SHORT EXERCISE: How many lines in the material below contain the string "tile"? Reply with the number only.

===== MATERIAL FOR THIS EXERCISE =====

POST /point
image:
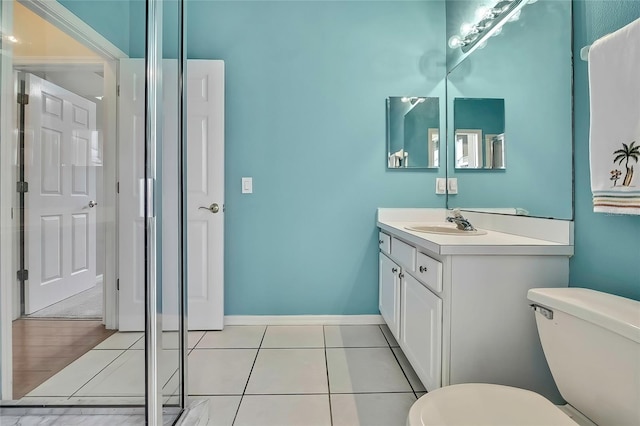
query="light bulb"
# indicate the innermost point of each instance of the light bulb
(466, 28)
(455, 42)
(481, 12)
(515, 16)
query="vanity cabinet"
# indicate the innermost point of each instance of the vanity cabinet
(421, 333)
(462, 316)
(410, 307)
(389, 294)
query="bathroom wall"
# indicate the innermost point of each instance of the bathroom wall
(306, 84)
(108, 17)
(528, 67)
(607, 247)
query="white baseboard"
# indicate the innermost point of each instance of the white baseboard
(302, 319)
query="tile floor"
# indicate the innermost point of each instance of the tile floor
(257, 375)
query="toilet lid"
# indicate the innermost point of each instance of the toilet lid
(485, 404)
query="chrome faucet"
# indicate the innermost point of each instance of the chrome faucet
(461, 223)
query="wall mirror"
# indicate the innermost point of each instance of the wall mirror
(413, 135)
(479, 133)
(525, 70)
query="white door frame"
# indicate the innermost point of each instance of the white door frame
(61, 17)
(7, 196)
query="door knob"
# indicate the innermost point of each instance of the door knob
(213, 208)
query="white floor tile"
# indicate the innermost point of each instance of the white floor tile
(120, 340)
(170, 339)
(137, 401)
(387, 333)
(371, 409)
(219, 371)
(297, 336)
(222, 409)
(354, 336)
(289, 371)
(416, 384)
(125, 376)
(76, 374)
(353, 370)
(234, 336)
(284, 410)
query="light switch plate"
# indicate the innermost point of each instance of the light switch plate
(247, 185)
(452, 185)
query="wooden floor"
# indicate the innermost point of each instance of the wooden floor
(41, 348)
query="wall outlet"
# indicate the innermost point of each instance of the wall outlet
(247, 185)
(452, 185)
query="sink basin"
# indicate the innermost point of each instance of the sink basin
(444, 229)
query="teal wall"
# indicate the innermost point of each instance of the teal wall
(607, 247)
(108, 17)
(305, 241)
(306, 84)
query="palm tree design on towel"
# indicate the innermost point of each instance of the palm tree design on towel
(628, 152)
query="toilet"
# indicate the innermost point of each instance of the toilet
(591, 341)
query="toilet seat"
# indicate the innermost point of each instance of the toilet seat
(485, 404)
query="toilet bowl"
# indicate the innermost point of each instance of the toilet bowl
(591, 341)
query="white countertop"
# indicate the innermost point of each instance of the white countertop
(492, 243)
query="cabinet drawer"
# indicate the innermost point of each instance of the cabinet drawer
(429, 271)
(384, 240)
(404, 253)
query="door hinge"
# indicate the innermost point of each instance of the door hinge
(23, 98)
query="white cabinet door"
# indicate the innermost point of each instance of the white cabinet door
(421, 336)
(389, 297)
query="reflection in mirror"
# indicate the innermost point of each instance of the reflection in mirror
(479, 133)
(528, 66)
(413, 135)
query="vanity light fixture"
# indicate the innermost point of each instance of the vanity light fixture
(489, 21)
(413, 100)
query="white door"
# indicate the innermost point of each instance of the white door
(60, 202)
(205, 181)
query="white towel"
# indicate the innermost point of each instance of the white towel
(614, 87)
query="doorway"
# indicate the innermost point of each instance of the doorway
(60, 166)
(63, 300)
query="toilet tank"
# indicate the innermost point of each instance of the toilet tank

=====

WRITTEN SOLUTION: 4